***** Task inputs

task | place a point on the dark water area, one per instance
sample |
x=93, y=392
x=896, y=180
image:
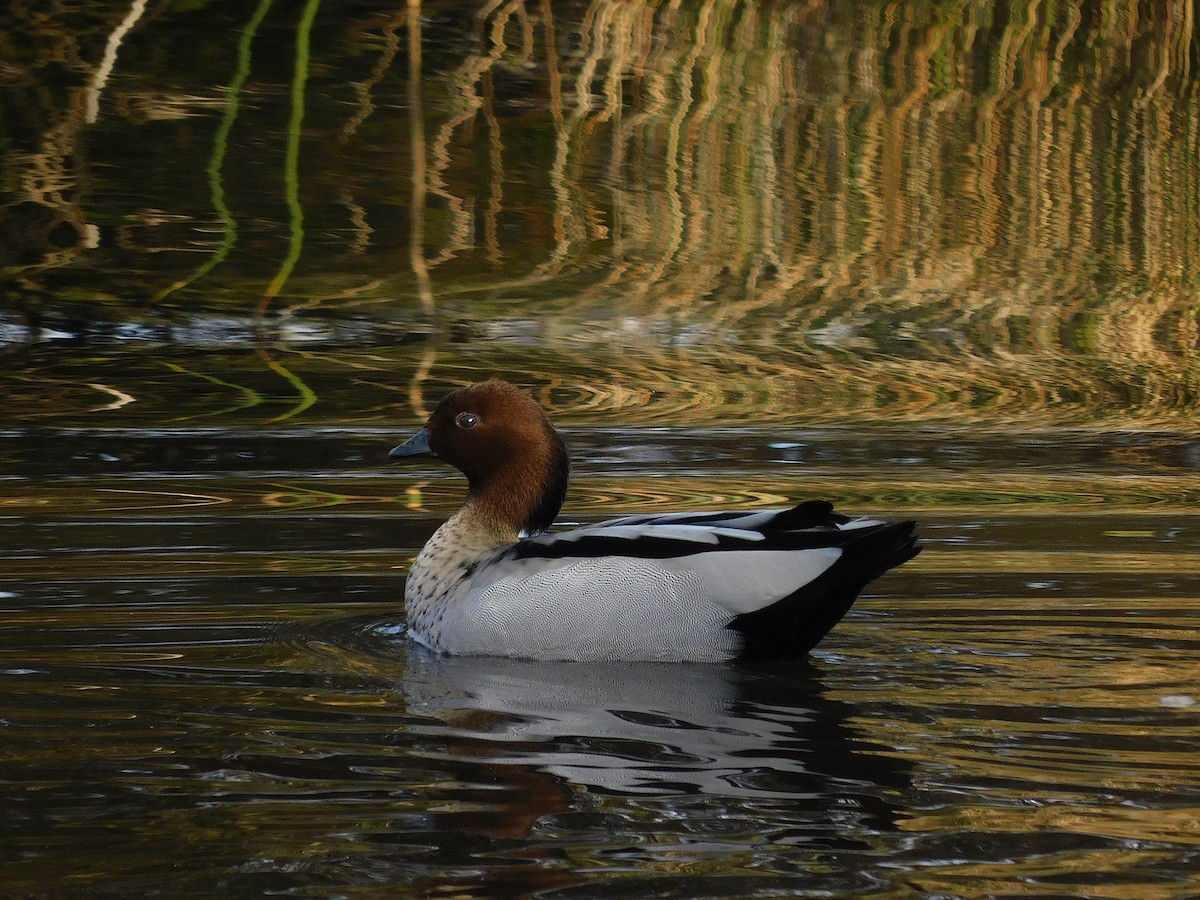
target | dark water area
x=928, y=262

**********

Problem details =
Reproduce the data verbatim. Do not carry any picture into the copy.

Solution for this task =
task | place a point on the dark water area, one per instance
sample |
x=93, y=392
x=896, y=180
image:
target | dark water area
x=928, y=262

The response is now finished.